# Objectives
(a) Please rewrite the paragraph beginning "This Financial NER model extracts" from the financial NER page as a short list, keeping its main facts.
(b) In the financial NER page's code, why does the NER model stage list "embeddings" among its input columns? Answer in one to three sentences.
(c) Retype a part of the financial NER page without changes: begin at the words that read "ner_converter = nlp.NerConverter()\" and stop after "model = nlpPipeline.fit(empty_data)".

# Selected text
------------------------------------------------

Description
This Financial NER model extracts ORG, INST, LAW, COURT, PER, LOC, MISC, ALIAS, and TICKER entities from the US SEC EDGAR documents, was trained using custom finance word embeddings.
Predicted Entities
ORG
, INST
, LAW
, COURT
, PER
, LOC
, MISC
, ALIAS
, TICKER
How to use
document_assembler = nlp.DocumentAssembler()\
.setInputCol("text")\
.setOutputCol("document")
sentence_detector = nlp.SentenceDetectorDLModel.pretrained("sentence_detector_dl", "en")\
.setInputCols(["document"])\
.setOutputCol("sentence")
tokenizer = nlp.Tokenizer()\
.setInputCols(["sentence"])\
.setOutputCol("token")
embeddings = nlp.WordEmbeddingsModel.pretrained("finance_word_embeddings", "en", "finance/models")\
.setInputCols(["sentence","token"])\
.setOutputCol("embeddings")
ner_model = finance.NerModel.pretrained("finner_sec_edgar_fe", "en", "finance/models")\
.setInputCols(["sentence", "token", "embeddings"])\
.setOutputCol("ner")
ner_converter = nlp.NerConverter()\
.setInputCols(["sentence", "token", "ner"])\
.setOutputCol("ner_chunk")
nlpPipeline = nlp.Pipeline(stages=[
document_assembler,
sentence_detector,
tokenizer,
embeddings,
ner_model,
ner_converter])
empty_data = spark.createDataFrame([[""]]).toDF("text")
model = nlpPipeline.fit(empty_data)

------------------------------------------------

[Object location annotation data]

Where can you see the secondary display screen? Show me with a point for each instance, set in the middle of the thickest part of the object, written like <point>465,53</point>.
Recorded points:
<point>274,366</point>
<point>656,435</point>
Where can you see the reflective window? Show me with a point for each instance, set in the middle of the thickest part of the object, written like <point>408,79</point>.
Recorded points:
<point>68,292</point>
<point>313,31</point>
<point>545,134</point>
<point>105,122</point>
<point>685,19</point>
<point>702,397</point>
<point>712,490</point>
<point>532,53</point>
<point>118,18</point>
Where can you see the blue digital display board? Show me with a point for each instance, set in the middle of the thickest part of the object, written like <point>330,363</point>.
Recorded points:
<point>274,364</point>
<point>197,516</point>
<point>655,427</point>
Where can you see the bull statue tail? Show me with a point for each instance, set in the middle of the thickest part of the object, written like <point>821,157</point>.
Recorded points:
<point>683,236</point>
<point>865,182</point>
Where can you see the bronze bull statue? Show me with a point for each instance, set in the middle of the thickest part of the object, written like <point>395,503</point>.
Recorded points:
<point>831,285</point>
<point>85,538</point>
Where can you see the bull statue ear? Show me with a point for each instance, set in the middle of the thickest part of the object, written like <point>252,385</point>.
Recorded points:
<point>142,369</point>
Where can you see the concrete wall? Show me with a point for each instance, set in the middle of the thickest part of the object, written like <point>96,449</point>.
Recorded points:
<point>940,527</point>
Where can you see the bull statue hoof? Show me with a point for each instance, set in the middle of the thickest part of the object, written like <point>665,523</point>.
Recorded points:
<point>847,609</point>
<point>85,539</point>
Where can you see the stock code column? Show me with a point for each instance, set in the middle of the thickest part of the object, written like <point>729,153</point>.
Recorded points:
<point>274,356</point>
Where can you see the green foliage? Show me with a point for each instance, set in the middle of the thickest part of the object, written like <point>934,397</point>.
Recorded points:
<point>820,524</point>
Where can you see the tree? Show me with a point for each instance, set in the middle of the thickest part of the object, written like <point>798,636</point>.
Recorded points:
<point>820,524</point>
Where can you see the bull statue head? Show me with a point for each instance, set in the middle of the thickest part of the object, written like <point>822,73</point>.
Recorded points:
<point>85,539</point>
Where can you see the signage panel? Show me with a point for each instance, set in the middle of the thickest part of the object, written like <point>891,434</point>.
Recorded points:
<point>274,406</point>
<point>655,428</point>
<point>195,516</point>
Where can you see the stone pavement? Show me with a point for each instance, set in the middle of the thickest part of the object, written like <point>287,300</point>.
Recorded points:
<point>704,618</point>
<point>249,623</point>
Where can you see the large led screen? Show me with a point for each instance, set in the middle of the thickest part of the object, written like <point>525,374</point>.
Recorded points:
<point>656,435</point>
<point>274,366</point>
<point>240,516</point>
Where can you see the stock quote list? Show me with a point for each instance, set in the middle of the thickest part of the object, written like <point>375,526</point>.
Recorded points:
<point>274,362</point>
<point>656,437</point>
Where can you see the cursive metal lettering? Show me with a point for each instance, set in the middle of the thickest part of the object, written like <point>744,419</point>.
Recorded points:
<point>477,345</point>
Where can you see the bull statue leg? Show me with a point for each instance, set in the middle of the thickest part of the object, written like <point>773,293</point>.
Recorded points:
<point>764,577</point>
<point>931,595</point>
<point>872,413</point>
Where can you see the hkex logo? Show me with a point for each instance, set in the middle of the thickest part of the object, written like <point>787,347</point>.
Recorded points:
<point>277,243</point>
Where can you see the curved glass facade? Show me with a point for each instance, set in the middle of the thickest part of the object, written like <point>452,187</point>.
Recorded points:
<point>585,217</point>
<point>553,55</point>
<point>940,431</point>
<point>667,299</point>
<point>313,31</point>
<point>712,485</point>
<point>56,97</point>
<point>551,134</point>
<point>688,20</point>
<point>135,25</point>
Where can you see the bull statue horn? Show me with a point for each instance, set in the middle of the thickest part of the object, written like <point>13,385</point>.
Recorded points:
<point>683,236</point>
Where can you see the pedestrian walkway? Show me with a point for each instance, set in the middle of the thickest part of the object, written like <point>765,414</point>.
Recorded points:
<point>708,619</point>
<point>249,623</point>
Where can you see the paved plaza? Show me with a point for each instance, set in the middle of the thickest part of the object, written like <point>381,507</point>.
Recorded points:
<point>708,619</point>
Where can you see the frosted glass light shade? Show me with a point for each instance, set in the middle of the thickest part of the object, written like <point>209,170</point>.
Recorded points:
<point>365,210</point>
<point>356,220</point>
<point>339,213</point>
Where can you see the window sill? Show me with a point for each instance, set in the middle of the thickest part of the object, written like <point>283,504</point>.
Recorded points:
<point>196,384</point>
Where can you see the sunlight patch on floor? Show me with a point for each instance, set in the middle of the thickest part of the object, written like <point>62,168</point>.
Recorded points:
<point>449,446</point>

------------------------------------------------

# Answers per task
(a)
- Type: Financial NER model
- Entities extracted: ORG, INST, LAW, COURT, PER, LOC, MISC, ALIAS, TICKER
- Source documents: US SEC EDGAR documents
- Training: custom finance word embeddings

(b) The stage built with nlp.WordEmbeddingsModel sets its output column to "embeddings". The NER model stage therefore takes that column as input, along with "sentence" and "token".

(c)
ner_converter = nlp.NerConverter()\
.setInputCols(["sentence", "token", "ner"])\
.setOutputCol("ner_chunk")
nlpPipeline = nlp.Pipeline(stages=[
document_assembler,
sentence_detector,
tokenizer,
embeddings,
ner_model,
ner_converter])
empty_data = spark.createDataFrame([[""]]).toDF("text")
model = nlpPipeline.fit(empty_data)